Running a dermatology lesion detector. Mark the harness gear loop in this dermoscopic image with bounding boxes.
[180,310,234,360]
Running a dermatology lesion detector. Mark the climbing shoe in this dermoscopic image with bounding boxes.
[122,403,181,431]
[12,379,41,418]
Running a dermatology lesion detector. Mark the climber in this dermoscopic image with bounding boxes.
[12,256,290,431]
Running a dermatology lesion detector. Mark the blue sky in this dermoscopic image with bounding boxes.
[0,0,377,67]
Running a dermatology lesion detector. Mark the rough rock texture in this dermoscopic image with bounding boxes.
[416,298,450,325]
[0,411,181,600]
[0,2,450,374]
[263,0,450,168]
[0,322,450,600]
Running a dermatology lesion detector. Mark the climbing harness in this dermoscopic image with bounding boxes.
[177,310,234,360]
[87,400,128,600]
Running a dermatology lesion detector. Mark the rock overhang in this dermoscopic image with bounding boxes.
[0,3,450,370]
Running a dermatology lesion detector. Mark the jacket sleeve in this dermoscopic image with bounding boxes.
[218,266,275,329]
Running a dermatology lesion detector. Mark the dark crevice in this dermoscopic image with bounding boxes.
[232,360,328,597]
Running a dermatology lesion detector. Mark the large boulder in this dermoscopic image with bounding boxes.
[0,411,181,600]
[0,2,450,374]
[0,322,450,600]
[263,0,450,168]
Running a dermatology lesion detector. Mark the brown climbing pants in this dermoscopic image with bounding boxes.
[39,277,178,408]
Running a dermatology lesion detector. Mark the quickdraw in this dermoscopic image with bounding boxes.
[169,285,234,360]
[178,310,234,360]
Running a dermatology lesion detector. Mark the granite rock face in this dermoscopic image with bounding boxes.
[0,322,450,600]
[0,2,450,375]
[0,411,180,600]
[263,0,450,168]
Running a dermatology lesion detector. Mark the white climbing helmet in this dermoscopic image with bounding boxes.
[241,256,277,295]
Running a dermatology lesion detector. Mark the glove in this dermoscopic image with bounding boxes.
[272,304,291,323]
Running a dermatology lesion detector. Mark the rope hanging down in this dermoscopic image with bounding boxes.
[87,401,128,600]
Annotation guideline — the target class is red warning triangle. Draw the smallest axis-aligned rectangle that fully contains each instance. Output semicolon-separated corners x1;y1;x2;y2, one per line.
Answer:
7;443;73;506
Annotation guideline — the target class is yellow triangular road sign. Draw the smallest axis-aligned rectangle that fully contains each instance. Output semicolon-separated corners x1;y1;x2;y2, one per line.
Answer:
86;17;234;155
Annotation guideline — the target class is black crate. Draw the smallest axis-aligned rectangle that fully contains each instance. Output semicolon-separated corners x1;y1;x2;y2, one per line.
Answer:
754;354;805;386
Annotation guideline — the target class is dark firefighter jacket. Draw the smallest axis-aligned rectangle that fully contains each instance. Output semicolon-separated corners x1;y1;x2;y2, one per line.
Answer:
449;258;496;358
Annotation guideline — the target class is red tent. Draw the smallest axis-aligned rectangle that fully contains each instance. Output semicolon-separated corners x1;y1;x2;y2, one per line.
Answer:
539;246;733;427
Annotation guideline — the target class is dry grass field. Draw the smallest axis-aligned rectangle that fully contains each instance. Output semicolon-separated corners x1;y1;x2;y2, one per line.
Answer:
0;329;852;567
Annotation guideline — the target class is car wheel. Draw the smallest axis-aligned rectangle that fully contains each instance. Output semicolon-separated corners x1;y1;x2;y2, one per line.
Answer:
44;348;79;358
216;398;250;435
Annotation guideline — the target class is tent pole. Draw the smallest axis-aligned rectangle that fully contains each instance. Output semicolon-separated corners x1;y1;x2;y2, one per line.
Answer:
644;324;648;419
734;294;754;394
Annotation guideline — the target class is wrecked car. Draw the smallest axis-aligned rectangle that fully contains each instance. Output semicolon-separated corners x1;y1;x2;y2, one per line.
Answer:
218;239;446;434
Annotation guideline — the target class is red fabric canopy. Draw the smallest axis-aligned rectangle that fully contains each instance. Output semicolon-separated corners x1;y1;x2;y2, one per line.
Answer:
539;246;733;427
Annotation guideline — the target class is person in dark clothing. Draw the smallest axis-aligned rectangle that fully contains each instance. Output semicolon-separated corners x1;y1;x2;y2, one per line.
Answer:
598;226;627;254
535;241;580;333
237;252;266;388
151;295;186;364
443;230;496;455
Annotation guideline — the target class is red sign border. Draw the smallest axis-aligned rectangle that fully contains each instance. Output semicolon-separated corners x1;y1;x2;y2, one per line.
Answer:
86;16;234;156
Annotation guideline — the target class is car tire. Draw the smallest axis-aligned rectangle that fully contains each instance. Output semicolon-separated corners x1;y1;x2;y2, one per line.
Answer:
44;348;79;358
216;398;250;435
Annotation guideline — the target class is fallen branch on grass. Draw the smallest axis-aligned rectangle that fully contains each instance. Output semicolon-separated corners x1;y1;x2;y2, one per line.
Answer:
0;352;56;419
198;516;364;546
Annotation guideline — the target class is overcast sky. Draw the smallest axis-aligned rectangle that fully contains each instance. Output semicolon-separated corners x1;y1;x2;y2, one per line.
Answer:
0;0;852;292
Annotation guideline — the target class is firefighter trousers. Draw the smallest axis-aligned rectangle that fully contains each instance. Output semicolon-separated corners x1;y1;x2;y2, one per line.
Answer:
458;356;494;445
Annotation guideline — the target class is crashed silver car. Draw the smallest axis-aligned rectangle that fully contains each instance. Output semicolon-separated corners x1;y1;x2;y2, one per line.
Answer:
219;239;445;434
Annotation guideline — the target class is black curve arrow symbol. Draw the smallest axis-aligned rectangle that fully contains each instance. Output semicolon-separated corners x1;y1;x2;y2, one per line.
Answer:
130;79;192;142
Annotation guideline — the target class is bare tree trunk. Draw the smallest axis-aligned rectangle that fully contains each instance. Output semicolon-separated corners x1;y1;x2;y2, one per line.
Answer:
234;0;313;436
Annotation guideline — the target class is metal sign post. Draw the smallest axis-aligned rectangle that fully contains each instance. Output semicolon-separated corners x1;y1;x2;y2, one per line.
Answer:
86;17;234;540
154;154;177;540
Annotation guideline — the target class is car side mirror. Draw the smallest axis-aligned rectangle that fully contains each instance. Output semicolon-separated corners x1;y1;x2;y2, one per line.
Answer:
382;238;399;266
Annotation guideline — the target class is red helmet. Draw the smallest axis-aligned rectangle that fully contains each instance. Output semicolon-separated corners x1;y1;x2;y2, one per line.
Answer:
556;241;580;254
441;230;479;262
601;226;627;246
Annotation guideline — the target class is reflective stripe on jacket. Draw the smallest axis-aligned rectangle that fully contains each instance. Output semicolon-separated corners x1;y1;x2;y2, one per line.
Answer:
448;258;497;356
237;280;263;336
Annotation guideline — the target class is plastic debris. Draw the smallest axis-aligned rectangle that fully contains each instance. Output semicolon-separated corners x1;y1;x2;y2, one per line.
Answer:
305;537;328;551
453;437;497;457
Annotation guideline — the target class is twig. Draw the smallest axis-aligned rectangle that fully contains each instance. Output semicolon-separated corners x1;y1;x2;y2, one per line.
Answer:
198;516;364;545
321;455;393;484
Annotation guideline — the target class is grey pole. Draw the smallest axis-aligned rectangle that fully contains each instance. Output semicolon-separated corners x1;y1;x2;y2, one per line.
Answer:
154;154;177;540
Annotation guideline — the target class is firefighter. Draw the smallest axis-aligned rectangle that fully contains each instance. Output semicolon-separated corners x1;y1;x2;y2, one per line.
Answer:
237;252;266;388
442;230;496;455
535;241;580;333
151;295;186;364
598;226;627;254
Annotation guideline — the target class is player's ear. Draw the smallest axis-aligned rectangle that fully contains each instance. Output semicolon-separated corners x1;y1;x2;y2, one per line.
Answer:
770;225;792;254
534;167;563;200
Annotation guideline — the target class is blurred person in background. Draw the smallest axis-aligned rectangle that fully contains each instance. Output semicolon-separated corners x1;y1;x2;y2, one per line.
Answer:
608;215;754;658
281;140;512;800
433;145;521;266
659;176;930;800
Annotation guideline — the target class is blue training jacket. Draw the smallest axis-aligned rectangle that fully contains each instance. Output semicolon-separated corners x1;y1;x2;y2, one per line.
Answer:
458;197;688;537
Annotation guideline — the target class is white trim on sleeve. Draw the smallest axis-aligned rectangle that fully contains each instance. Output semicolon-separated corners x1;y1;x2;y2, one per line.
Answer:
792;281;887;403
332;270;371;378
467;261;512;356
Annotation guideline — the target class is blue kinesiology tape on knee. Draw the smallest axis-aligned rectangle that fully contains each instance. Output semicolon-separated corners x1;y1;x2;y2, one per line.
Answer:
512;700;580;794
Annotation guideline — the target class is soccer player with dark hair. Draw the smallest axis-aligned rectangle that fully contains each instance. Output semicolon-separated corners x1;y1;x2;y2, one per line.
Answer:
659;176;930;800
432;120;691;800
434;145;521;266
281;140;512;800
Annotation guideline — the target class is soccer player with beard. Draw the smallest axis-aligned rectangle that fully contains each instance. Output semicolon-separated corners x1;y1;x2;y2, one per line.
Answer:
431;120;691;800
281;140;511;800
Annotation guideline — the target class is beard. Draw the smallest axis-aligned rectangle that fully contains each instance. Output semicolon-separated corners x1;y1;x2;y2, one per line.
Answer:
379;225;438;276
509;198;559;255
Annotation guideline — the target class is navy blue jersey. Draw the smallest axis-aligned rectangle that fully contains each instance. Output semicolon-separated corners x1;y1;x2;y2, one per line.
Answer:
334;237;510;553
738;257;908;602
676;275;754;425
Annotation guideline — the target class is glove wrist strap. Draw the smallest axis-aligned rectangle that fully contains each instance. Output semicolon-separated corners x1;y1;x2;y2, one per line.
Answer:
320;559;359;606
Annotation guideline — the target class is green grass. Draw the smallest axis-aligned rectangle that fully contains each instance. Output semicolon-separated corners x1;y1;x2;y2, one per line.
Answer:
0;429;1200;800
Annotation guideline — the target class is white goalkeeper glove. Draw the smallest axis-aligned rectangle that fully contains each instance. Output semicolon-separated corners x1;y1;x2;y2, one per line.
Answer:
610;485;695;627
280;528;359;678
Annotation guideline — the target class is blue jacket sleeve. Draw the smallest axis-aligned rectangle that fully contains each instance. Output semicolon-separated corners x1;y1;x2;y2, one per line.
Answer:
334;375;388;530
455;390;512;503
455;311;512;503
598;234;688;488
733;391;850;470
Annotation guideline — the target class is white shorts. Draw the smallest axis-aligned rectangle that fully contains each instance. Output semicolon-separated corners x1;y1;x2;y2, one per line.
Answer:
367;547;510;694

Prompt = Reproduce the lines of the listing above verbatim, starting at the line that contains "Annotation guideline — the target class is fallen" and ending at the line that contains "198;516;364;546", including both of those lines.

Correct answer =
Annotation guideline — the target class is fallen branch on grass. Draw the smallest axis-aligned rectangle that fully contains each instance. Output semicolon-separated corners x1;y1;x2;y2, one per line.
Answer:
0;352;56;419
198;516;364;546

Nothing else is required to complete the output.